• WRITTEN PROBLEM: Render every line of the material below as a numbered list, omitting any blank lines.

══════════════════════════════

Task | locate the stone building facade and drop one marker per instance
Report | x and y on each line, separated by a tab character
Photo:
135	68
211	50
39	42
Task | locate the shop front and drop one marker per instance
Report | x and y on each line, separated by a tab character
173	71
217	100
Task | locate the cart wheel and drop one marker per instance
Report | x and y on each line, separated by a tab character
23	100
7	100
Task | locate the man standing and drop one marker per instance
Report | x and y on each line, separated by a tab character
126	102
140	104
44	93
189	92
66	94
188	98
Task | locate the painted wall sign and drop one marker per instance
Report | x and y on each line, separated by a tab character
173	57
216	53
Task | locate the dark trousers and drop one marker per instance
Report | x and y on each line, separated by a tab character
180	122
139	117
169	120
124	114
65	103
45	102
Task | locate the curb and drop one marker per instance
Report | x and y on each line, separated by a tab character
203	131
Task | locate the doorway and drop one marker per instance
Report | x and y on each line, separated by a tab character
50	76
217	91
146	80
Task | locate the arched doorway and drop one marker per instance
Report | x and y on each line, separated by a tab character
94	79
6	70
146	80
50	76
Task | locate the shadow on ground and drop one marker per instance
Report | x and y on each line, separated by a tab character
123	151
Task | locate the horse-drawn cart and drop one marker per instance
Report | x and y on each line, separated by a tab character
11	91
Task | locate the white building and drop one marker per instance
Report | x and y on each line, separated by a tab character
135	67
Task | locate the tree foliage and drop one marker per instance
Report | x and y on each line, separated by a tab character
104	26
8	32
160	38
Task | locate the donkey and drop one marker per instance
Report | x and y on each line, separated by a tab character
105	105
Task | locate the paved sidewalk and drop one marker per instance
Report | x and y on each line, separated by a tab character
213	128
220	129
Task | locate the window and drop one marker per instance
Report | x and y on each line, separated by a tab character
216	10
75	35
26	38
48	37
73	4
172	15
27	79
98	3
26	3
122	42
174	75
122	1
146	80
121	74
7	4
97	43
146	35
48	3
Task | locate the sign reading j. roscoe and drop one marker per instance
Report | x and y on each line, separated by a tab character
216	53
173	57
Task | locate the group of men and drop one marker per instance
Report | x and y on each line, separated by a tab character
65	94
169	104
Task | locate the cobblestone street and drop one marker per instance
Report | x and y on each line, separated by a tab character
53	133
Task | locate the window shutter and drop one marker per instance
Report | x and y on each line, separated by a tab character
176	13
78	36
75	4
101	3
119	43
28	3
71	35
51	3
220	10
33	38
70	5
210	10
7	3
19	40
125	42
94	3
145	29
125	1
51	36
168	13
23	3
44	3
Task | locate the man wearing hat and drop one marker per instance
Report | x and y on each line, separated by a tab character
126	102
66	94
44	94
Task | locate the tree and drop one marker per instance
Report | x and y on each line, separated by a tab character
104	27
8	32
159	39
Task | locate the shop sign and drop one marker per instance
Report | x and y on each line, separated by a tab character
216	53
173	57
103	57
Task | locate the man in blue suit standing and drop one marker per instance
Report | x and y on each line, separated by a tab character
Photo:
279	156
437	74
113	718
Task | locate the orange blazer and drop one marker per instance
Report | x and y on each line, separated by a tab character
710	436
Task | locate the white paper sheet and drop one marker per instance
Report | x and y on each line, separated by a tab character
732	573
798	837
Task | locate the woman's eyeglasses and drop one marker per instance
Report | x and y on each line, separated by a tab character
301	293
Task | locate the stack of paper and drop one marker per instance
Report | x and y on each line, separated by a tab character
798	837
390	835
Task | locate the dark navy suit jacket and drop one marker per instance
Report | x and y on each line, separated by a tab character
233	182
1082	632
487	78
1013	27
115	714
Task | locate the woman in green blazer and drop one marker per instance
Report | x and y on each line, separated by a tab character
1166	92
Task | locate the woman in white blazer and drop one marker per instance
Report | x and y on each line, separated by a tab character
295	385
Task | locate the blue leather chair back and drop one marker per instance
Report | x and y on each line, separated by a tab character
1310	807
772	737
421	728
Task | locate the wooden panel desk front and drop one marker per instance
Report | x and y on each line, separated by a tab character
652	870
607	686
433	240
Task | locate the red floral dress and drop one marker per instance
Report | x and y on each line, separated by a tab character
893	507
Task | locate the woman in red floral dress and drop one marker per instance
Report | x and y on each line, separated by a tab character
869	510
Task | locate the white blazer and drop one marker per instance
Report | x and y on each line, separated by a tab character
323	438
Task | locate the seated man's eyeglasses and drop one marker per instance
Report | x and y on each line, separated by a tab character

══════════════════════════════

• FULL OUTPUT:
1. Task | locate the stone building facade and drop one marker per instance
2. Report | x and y on each line, separated by a tab character
3. Photo:
4. 135	68
5. 211	50
6. 39	42
7. Task | locate the shop front and drop one marker per instance
8. Report | x and y on each line, separated by a tab character
9. 173	71
10. 217	100
11. Task | locate the cart wheel and drop one marker per instance
12. Report | x and y on each line, separated by a tab character
13. 23	100
14. 7	100
15. Task | locate the man standing and drop one marker per instance
16. Report | x and y on each line, separated by a tab character
17. 126	102
18. 140	104
19. 44	93
20. 189	92
21. 66	94
22. 188	98
23. Task | locate the painted wall sign and drop one marker per instance
24. Report | x and y on each line, separated by a tab character
25. 173	57
26. 216	53
27. Task | locate the dark trousers and drop one marker per instance
28. Report | x and y on each line, separated by a tab character
29. 180	122
30. 139	117
31. 169	120
32. 124	114
33. 65	103
34. 45	102
35. Task | locate the curb and drop one marker per instance
36. Report | x and y on each line, separated by a tab character
37. 203	131
38. Task | locate the doorway and drop one marker per instance
39. Report | x and y on each line, separated by a tab character
40. 50	76
41. 217	91
42. 146	80
43. Task | locate the arched doorway and drop one marker per instance
44. Report | x and y on each line, separated by a tab character
45. 94	79
46. 6	70
47. 146	80
48. 50	76
49. Task | locate the shadow on ground and drop one marker per instance
50. Report | x and y on each line, separated by a tab character
51. 123	151
52. Task | locate the horse-drawn cart and drop one marker per instance
53. Report | x and y on each line, separated by a tab character
54. 11	91
55. Task | locate the white building and drop one marker per instance
56. Report | x and y on each line, separated by a tab character
57. 135	67
58. Task | locate the tree foliage and drop one marker per instance
59. Report | x and y on each line, separated by a tab character
60. 104	26
61. 8	32
62. 160	38
63. Task | locate the donkey and drop one marker per instance
64. Report | x and y on each line, separated by a tab character
65. 105	105
66. Task | locate the paved sidewalk and drop one marker per instance
67. Report | x and y on each line, separated by a tab character
68. 213	128
69. 220	129
70. Task | locate the window and drop one marker per instance
71. Report | x and y on each line, separated by a tab character
72. 216	10
73. 75	35
74. 26	38
75. 48	37
76. 73	4
77. 172	15
78. 27	79
79. 98	3
80. 26	3
81. 122	42
82. 174	75
83. 122	1
84. 146	80
85. 121	74
86. 7	4
87. 97	43
88. 146	35
89. 48	3
90. Task | locate the sign reading j. roscoe and drop one marker per instance
91. Report | x and y on each line, separated by a tab character
92. 216	53
93. 173	57
94. Task | locate the group of men and drop one marker per instance
95. Report | x and y on each line, separated by a tab character
96. 65	94
97. 169	104
98. Task | locate the cobblestone street and drop one marker per instance
99. Report | x and y on each line, separated by a tab character
100. 53	133
101. Task | locate the window shutter and drop one marker per instance
102. Report | x and y on each line, separated by a tab character
103. 176	13
104. 78	36
105. 75	4
106. 101	3
107. 119	43
108. 28	3
109. 71	35
110. 51	3
111. 220	10
112. 33	38
113. 70	5
114. 210	10
115. 7	3
116. 19	40
117. 125	42
118. 94	3
119. 145	29
120. 125	1
121. 51	36
122. 168	13
123. 23	3
124. 44	3
125. Task | locate the man wearing hat and drop one marker per instance
126. Report | x and y on each line, separated by a tab character
127. 126	102
128. 66	94
129. 44	94
130. Task | locate the tree and drop one marker per instance
131. Report | x and y on each line, separated by a tab character
132. 104	27
133. 8	32
134. 159	39
135. Task | locate the shop sign and drop one marker per instance
136. Report | x and y on each line, separated by a tab character
137. 216	53
138. 173	57
139. 103	57
140. Task | locate the man in blue suit standing and drop one marker per instance
141. Report | x and y on each line, separated by a tab character
142. Photo:
143. 279	156
144. 437	74
145. 113	718
146. Task | locate the orange blazer and drop one marker per instance
147. Report | x and y on each line, separated by a tab character
148. 710	436
149. Task | locate the white paper sheet and drop one marker per instance
150. Report | x and y on each line, separated by a tab character
151. 732	573
152. 798	837
153. Task | locate the woman's eyeglasses and drop one marker per instance
154. Report | x and y on each line, separated by a tab character
155. 301	293
156. Task | locate the stack of paper and drop one marker per instance
157. Report | x and y on each line, separated by a tab character
158. 798	837
159. 390	835
160. Task | locate the dark navy suit jacket and drop one marker per instance
161. Report | x and y on each line, separated by a tab character
162. 233	182
163. 1082	632
164. 487	78
165. 1013	27
166. 115	714
167. Task | locate the woman in green blazer and drop one marker per instance
168. Report | x and y on each line, separated by a tab character
169. 1166	92
170. Task | locate the woman in white blazer and drop one marker per instance
171. Report | x and y on each line, separated by a tab character
172. 295	385
173. Task | locate the blue leather chair back and drop one marker per instance
174. Report | x and y on each line, separated by a tab character
175. 1310	807
176. 772	737
177. 421	728
178. Task | locate the wooden panel desk front and drop one marker per instance
179. Report | x and y on each line, separated by a tab character
180. 652	870
181. 607	686
182. 433	240
183. Task | locate the red floral dress and drop one marker per instance
184. Report | x and y on each line, separated by a tab character
185. 893	507
186. Task | locate the woman in red floral dress and drop one marker per instance
187. Report | x and y on each line, separated by a tab character
188. 869	510
189. Task | locate the white blazer and drop one marker per instance
190. Report | x and y on each line, separated by a tab character
191. 323	438
192. Task | locate the seated man's eyeglasses and drop one marker per instance
193. Report | x and y on each line, separated by a tab character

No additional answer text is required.